=== Excerpt provided ===
------------------------------------------------------------

# 3ms,4ms,8ms really what does it mean?



## lalu (Sep 20, 2006)

in lcd monitor specifications i had seen that 3ms,8ms etc what idoes it mean ?which is good 3ms or 8ms?


----------



## prasad_den (Sep 20, 2006)

probably referring to milliseconds..!! maybe monitor screen refresh rates.. or response times.. Be more clear dude..!!


----------



## n2casey (Sep 20, 2006)

That is LCD monitor's response time i.e. how much time is taken by a LCD monitor to respond.


----------



## SE><IE (Sep 20, 2006)

Its the minimm time lag of an LCD monitor before it could redraw something new.


----------



## dOm1naTOr (Sep 20, 2006)

Its the time delay the monitor takes to display an image/frame after the display adapter of PC sent the signal. Its better to have lowest response time especially in games or otherwise well be seeing the frames 1/2 or 1 second after the thing/incident has happened. SO it may even make impossible for gaming. But not that much problem in office apps or some daily works like word processing.

The lower response time displays are costlier than others. Also the refresh rate should be at least 72 Hz nd the recommemted is 85Hz @max possible res.
Refresh rate is the number of times the frame/image blinks in each second.Lower refresh rate causes strain in eyes if used for long hours.


----------



## nishant_nms (Sep 21, 2006)

the lower it is the better it is


----------



## janitha (Sep 21, 2006)

I think the refresh rate is not of much importance in case of LCD bacause the screen is backlit. Even refresh rates much lower than 85 or 75 should not cause any problem and even 60 should do fine.

The response time is very important, but the problem here is that different manufacturers quote it differently and it seems there is no standardization. For eg. Black to Black, Gray to Gray etc. Ie., in order make the figure as low as possible, they find different ways of calibration. For this reason, a model with 8 ms respose time may perform better than another brand with 4 ms.


----------



## lalu (Sep 21, 2006)




----------



## jz2linkinpark (Sep 21, 2006)

what may be the response time of an average or pretty good CRT?


----------



## dOm1naTOr (Sep 21, 2006)

CRTs dun have response times specified...I think its pretty much faster than the fastest LCD. But surelly the refresh rate makes hell of a change. Its hard to use at 60Hz nd eyes will water in less than a min.


----------



## janitha (Sep 21, 2006)

Are we talking about CRTs?
Does it have aanything like 3ms,4ms,8ms etc?


----------



## SE><IE (Sep 21, 2006)

nope we are talking of LCDs. The responce time exists only in LCDs



> I think its pretty much faster than the fastest LCD. But surelly the refresh rate makes hell of a change. Its hard to use at 60Hz nd eyes will water in less than a min.


he he I am at 1024x768@60Hz. Maybe my eyes are overly dry


----------



## janitha (Sep 23, 2006)

i_kill said:
			
		

> nope we are talking of LCDs.


I just wanted to stress that the subject of the thread was response time of LCDs


----------

------------------------------------------------------------

=== Excerpted data ===

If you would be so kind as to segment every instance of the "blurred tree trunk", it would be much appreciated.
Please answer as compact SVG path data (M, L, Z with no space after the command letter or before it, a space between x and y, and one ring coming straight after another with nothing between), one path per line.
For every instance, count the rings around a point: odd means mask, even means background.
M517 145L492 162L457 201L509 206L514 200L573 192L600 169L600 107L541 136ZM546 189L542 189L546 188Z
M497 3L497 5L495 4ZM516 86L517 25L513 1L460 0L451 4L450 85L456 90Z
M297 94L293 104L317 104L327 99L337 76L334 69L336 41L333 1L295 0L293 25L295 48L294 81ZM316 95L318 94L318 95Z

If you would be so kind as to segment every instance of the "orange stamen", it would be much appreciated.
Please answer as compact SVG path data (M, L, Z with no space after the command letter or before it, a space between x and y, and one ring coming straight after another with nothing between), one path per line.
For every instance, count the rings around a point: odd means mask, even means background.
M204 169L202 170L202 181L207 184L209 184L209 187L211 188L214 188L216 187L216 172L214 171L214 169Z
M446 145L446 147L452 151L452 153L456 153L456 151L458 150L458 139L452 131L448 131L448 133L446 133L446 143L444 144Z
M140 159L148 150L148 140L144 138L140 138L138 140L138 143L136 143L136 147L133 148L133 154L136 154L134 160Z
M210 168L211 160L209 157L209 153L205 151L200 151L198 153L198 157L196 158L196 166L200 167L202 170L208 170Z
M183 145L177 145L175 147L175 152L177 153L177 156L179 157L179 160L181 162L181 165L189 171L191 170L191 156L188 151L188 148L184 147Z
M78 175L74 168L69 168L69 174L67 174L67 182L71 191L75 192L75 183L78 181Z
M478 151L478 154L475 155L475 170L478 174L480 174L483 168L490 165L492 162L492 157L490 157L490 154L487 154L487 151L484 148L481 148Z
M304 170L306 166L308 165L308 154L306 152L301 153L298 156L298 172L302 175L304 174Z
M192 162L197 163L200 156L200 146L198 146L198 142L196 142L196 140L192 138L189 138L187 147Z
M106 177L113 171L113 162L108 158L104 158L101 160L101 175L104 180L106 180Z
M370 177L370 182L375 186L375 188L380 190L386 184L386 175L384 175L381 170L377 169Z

------------------------------------------------------------

=== Aim of the exercise ===
In the forum thread on LCD monitor response times, what refresh rate does dOm1naTOr give as the recommended one?

=== Finished exercise ===
85 Hz at the maximum possible resolution.